Write the next part of the passage below on scouring raw wool with carbon disulphide, beginning directly after its last sentence.

- _Text shown_:
::::

This operation takes about twenty minutes, and at one operation about 1½ cwt. of raw wool may be treated. The wool is then washed in suitable washing machines of the ordinary type, but with cold water, no soap or alkali being employed. The bisulphide of carbon, mixed with water, flows into a reservoir, provided with diaphragms to prevent splashing, and consequent loss by evaporation. From its gravity it sinks, forming a layer below the water; it is then separated and recovered by distillation, and may be used in subsequent operations.

The point in which this process differs from the old and unsuccessful ones formerly tried, is in the expulsion of the carbon disulphide. It was imagined that it was necessary to expel it by means of heat or steam. Now, when wool moist with bisulphide is heated, it invariably turns yellow. No heat must, therefore, be employed. As already remarked, the solvent is expelled with cold water.

::::

- _Excerpted data_:
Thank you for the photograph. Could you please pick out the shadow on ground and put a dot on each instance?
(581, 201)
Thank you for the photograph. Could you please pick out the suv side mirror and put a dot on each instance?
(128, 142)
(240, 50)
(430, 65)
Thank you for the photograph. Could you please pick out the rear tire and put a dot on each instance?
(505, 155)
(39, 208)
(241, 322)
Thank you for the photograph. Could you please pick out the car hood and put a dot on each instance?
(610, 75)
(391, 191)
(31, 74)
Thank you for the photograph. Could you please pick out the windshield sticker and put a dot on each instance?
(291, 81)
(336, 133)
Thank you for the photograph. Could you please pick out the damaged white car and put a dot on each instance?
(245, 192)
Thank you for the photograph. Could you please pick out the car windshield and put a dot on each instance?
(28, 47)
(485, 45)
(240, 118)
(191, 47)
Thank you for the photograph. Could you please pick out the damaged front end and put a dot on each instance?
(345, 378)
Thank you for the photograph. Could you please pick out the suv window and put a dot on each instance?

::::

- _Response_:
The residue, after distillation of the carbon disulphide, is a grayish colored, very viscous oily matter, still retaining a little bisulphide, as may be perceived from the smell. It has not the composition of ordinary suint, inasmuch as it contains no carbonate of potash, and indeed little mineral matter of any kind. A sample which I analyzed lost in drying 36.2 per cent., the loss consisting of water and carbon disulphide. It gave a residue on ignition amounting only to 1.6 per cent. of the original fatty matter, or 2.5 per cent. of the dried fat. The oil appears, from some experiments which I made, to be a mixture of a glycerine salt and a cholesterine salt of fatty acids. It distills without much decomposition, giving a brown-yellow oil, which fluoresces strongly, and has a somewhat pungent smell. The molecular weight was determined by saponification with alcoholic potash, and subsequent titration of the excess of potash employed. This was found to equal 546.3. This would correspond to a mixture of 18.7 parts of stearate, palmitate, and oleate of glycerine, with 81.3 parts of the same acids combined with cholesteryl. But this is largely conjecture.

The boiling point of the oil is high, much above the range of a mercurial thermometer, so that it is difficult to gain an insight into its composition.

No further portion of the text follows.